Extract to read ▸
>>>>>
The man can dress, the man can rap (thank you SNL) but more than anything the man has some fine acting chops. It's been over five years since Timothée Chalamet cracked into the mainstream (and over five years of fawning over his excellent bone structure). In that time, we've seen the dissemination of some truly memorable performances. Whether it's Cannes, Toronto or Venice Film Festival, you'd be hard pressed not to find one of Chalamet's films on the roster. And with every film he signs onto, his roles become more complex and beguiling (yes, even Wonka). So if you're in the mood to star at Timothée Chalamet for hours, here are his best movies to date.
Call Me By Your Name (2017)
Let's start with the most obvious addition. Call Me By Your Name signalled a turning point in the actor's career where he became a stand out leading man. The film adaption of the book by the same name finds Elio, a young man, experiencing a sexual awakening when an American comes to study under his professor father in Italy for the summer. His deeply moving performance shows the heartache and angst of teenage love (find me a person who didn't cry in the scene between Elio and his father). The performance earned him his first Oscar nomination for Best Actor which, at 22 years old, made him the third-youngest ever nominee for the award.
Hot Summer Nights (2017)
For the most part, this seems to be pushed under the rug, but it really shouldn't be. This stylised coming-of-age drama sees Chalamet as a young teenager sent to live in Cape Cod for the summer, where he winds up in the world of petty crime, as a low level weed dealer. Things start to get dicey and the film takes a pretty dark turn. If you love Chalamet at his awkward and dorkiest self then this is the film for you which has all that and then some. It's hard to resist his coy mannerisms here.
Lady Bird (2017)
<<<<<
Entries provided ▸
>>>>>
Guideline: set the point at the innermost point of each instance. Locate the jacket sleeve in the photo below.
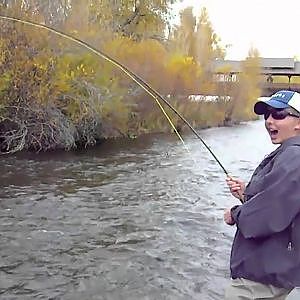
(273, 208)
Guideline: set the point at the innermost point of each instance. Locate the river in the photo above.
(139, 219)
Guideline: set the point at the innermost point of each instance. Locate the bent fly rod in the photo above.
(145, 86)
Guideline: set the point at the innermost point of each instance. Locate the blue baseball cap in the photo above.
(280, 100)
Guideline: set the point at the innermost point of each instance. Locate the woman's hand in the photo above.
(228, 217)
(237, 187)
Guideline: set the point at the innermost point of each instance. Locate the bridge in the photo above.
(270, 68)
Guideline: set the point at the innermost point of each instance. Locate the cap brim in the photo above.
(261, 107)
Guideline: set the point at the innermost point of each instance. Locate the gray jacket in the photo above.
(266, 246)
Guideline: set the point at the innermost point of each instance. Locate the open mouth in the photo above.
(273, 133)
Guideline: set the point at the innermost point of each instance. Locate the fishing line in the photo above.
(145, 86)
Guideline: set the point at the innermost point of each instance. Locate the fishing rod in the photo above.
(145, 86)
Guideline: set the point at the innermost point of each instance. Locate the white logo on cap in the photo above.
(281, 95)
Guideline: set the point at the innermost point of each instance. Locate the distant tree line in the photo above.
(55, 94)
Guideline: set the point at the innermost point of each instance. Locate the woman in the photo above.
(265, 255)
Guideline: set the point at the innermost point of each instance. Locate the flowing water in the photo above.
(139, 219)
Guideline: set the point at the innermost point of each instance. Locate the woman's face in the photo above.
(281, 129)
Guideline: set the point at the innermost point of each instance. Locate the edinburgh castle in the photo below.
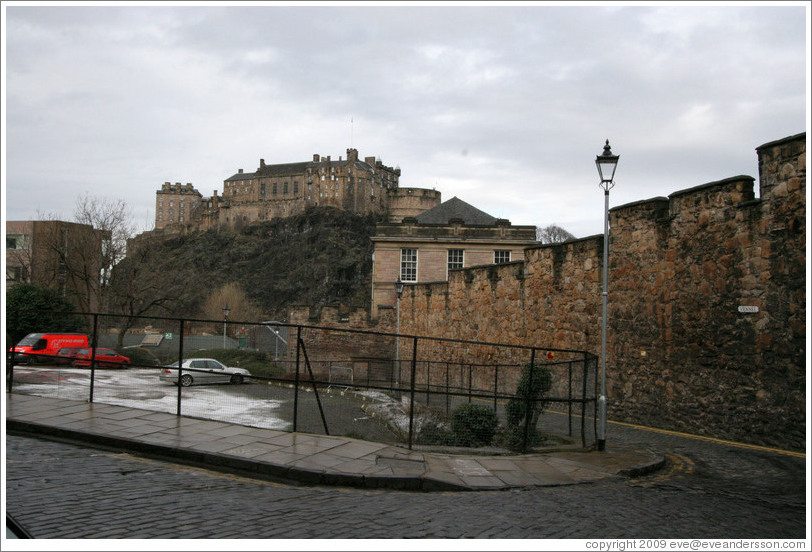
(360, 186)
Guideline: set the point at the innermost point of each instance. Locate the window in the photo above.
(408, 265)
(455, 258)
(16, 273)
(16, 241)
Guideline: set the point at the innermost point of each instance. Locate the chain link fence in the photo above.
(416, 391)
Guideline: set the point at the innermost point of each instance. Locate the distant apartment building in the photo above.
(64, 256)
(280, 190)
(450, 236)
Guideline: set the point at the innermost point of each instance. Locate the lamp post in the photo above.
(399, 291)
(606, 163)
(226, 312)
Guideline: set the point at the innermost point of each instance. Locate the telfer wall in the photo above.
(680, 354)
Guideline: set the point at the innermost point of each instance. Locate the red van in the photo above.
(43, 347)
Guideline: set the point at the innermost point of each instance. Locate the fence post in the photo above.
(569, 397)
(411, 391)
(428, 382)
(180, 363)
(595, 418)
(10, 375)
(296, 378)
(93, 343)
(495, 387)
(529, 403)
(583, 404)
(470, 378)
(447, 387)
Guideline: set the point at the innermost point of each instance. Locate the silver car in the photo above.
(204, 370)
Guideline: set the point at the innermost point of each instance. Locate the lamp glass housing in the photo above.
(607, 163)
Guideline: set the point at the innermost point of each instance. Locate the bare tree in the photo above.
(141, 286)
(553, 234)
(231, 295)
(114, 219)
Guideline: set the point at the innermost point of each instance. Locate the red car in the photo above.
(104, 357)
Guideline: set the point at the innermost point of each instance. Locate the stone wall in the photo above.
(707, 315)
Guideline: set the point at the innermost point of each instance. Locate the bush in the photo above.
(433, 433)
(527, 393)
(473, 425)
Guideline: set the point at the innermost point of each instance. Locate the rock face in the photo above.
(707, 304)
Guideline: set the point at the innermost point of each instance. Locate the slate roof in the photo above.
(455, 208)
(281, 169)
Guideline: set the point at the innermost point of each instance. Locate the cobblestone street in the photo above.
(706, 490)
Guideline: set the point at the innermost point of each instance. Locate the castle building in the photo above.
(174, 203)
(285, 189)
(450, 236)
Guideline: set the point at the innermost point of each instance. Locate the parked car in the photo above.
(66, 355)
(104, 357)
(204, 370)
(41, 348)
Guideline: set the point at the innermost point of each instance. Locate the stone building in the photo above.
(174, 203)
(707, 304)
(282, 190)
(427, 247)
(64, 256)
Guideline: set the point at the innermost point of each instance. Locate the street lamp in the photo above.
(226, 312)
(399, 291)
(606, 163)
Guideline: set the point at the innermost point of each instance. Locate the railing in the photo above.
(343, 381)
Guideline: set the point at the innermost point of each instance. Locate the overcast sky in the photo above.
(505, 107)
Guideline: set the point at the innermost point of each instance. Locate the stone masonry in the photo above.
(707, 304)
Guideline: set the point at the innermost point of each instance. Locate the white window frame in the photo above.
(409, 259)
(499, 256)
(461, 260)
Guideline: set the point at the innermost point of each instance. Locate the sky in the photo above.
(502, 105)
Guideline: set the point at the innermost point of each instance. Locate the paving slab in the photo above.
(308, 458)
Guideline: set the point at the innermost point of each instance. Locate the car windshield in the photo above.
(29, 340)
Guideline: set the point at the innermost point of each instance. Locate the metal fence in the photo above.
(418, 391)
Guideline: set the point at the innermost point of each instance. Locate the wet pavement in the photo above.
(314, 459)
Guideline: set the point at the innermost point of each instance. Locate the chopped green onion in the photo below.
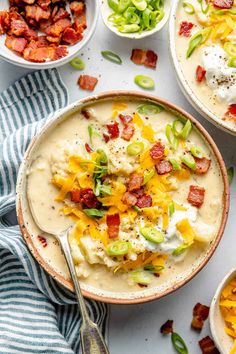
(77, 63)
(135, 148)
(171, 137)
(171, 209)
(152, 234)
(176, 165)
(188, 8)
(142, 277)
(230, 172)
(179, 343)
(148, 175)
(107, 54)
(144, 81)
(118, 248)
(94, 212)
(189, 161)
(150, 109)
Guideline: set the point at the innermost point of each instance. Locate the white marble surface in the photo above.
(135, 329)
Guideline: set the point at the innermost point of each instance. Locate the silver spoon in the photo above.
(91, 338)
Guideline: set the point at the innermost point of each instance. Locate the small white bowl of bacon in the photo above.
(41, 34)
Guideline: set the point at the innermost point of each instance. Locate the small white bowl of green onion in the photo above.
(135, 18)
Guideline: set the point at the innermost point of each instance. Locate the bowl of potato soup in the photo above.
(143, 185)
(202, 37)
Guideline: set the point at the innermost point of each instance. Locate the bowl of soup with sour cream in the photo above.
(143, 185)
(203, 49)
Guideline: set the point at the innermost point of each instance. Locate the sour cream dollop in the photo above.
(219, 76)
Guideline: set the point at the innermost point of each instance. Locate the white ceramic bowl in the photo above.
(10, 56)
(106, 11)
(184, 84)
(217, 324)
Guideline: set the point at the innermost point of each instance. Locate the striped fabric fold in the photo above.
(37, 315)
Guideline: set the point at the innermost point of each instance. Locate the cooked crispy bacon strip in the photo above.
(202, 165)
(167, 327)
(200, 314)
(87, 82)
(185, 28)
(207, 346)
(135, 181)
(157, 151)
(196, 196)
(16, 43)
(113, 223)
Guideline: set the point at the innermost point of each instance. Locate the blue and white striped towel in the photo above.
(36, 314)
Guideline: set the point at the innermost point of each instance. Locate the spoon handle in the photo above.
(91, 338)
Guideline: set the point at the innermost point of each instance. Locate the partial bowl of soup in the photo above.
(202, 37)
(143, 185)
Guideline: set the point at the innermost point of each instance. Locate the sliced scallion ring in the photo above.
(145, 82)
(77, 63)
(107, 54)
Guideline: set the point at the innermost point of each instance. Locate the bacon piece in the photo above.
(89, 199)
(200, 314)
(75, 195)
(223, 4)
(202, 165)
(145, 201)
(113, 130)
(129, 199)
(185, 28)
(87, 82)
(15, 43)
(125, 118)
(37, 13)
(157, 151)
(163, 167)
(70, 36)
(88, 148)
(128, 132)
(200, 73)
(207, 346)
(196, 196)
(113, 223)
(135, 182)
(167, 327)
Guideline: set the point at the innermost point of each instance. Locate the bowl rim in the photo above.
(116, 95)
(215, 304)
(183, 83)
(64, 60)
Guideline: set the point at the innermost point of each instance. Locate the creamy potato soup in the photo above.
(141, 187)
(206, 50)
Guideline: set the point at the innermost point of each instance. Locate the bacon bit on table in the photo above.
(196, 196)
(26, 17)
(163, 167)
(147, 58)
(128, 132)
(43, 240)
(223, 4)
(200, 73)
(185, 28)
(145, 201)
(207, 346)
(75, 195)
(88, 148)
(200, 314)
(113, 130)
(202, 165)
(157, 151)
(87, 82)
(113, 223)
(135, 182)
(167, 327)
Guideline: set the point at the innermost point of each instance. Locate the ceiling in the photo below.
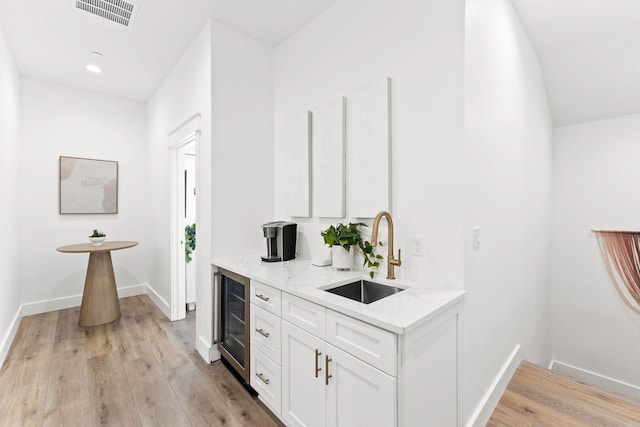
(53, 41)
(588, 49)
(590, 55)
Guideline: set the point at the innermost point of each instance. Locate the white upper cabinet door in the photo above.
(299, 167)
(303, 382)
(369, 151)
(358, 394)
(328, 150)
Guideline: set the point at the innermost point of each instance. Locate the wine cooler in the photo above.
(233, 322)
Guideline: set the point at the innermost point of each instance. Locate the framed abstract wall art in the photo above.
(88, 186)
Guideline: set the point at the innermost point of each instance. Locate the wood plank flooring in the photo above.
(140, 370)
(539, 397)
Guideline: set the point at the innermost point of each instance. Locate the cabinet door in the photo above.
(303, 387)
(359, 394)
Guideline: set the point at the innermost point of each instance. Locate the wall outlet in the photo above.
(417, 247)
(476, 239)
<<<<<
The problem ▸ Please list every film festival named in the piece on Timothée Chalamet's movies. The lines above come from a different source than the text.

Written response ▸ Cannes, Toronto, Venice